■ What to produce: What you hand back must match the listing exactly.

· · · · · · ·

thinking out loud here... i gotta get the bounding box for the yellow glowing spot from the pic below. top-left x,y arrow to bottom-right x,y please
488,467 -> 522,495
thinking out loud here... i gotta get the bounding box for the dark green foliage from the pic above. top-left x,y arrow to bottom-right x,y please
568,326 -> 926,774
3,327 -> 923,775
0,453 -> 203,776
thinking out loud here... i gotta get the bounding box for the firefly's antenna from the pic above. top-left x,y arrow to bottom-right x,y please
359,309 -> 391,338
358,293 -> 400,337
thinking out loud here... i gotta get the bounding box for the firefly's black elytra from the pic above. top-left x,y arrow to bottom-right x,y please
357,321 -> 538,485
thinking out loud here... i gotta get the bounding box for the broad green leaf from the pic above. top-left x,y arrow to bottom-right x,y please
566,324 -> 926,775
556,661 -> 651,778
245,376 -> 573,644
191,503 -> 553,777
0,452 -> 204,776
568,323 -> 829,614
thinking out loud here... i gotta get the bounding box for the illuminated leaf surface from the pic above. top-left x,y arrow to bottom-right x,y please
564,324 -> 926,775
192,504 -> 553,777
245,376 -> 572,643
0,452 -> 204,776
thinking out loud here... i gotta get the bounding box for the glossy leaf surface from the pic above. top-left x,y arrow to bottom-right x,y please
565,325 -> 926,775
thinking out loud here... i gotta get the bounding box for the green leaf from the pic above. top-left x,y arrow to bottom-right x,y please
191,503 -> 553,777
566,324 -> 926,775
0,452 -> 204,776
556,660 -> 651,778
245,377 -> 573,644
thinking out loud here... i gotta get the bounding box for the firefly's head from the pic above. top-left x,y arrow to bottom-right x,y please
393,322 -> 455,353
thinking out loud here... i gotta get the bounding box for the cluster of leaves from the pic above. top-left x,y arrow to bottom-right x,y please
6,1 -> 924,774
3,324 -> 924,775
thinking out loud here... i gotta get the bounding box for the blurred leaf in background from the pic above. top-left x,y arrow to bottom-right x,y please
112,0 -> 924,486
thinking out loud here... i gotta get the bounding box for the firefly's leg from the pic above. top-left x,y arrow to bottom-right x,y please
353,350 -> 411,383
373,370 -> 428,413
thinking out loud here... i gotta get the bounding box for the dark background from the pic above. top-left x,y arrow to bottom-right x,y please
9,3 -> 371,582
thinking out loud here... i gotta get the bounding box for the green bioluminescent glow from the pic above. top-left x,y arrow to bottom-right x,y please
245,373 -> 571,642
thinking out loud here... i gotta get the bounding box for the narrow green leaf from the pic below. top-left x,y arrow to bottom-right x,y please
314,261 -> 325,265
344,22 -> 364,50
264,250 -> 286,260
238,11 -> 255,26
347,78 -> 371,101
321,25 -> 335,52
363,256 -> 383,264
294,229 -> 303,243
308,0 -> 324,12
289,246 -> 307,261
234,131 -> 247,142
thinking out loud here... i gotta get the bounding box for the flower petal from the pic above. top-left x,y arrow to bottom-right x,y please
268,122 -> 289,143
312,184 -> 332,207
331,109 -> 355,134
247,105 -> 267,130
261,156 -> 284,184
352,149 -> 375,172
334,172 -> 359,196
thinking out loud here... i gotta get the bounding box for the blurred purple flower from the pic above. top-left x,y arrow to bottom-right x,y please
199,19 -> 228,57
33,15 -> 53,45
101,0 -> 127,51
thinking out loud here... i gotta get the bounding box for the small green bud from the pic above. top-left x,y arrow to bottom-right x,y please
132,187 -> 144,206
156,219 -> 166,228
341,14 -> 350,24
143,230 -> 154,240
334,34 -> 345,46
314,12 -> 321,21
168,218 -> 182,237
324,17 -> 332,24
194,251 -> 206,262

· · · · · · ·

■ Result for this task:
thinking out loud here... i gotta get the bounding box for the yellow glowing spot from the pic below. top-left x,y arrow to bottom-right x,y please
488,467 -> 522,495
thinking out loud here... i gotta get the bounding box for the dark green foliage from the pic above. top-left x,y arrow to bottom-right x,y please
568,326 -> 926,774
3,327 -> 923,775
0,453 -> 203,776
thinking out loud here... i gotta get the bounding box for the firefly's antenna from the pic above. top-left x,y arrow to bottom-right x,y please
359,309 -> 391,338
358,293 -> 400,337
thinking out loud here... i gotta get the bounding box for the firefly's black elytra from the pic above. top-left x,y arrow to bottom-right x,y please
357,321 -> 538,485
thinking out loud here... i gotta get the bounding box for the broad green leaf from the pic above. top-left x,y arrow to bottom-right x,y please
566,324 -> 926,775
556,661 -> 651,778
245,376 -> 573,644
191,503 -> 553,777
0,452 -> 204,776
568,323 -> 829,614
thinking out loud here... i gotta get the bounding box for the illuminated leaf surface from the pic above. top-left x,y arrow to bottom-right x,y please
564,324 -> 926,775
192,504 -> 553,777
245,376 -> 572,643
0,452 -> 204,776
thinking out loud here... i gotta get the bounding box for the glossy leaf surface from the pic above. top-left x,y arrow to bottom-right x,y please
565,325 -> 926,775
thinking out loud here... i gotta get the bounding box for the green leaf from the pic above. top-left x,y arrow to bottom-right x,y please
191,503 -> 553,777
566,324 -> 926,775
0,452 -> 204,776
556,660 -> 651,778
245,377 -> 573,644
thinking out loud here... i gotta get the bounding box for the firefly's head from the pic above. top-left x,y arrow to bottom-right x,y please
393,322 -> 455,353
thinking out loud here... i gotta get the bounding box for the cluster of leaves from the pic above. top-left x,y arrow to bottom-right x,y please
6,1 -> 924,774
3,324 -> 924,775
thinking out loud here... i gotta get the bounding box for the blurred leaf in background from the pic above. top-left x,y arrow to bottom-right x,y please
112,0 -> 924,486
thinking out loud here... i gotta get the bounding box for the firefly's leg from the pic above. top-left x,y arrow to bottom-right x,y please
353,350 -> 411,383
373,370 -> 428,413
thinking out loud here... i gotta get the bounding box for the dark background from the pic above. top-left x,y arrow to bottom-right x,y please
9,3 -> 371,582
thinking out loud here... i gotta get the bounding box for the green bioluminescent glow from the pic above. top-left x,y arrow to bottom-right x,y please
245,373 -> 571,642
thinking out loud here... i gotta get the bounding box for the narrow green leaf from the pic below. top-left x,y arrow to bottom-right x,y please
314,261 -> 325,265
344,22 -> 364,50
264,250 -> 286,260
238,11 -> 255,26
347,78 -> 371,101
321,25 -> 335,52
363,256 -> 383,264
294,229 -> 303,243
308,0 -> 324,12
289,246 -> 307,261
234,131 -> 247,142
thinking out loud here... i gotta get the bounding box for the flower petal from the pic above. top-left x,y arrow to bottom-right x,y please
268,122 -> 289,143
312,184 -> 332,207
331,109 -> 355,134
247,105 -> 267,130
261,156 -> 284,184
352,149 -> 375,172
334,172 -> 359,196
thinking out loud here... i gotta get the bounding box for the blurred purple flower from the pic above. top-left x,y arrow to bottom-right x,y please
199,19 -> 228,57
33,15 -> 53,45
101,0 -> 127,51
thinking out loud here... i gotta get the bounding box for the small green bud from the pic above. top-left x,y arrow to bottom-right x,y please
132,187 -> 144,206
156,219 -> 166,228
341,14 -> 350,24
143,230 -> 154,240
334,34 -> 345,46
314,12 -> 321,21
168,218 -> 182,237
324,17 -> 332,24
194,251 -> 206,262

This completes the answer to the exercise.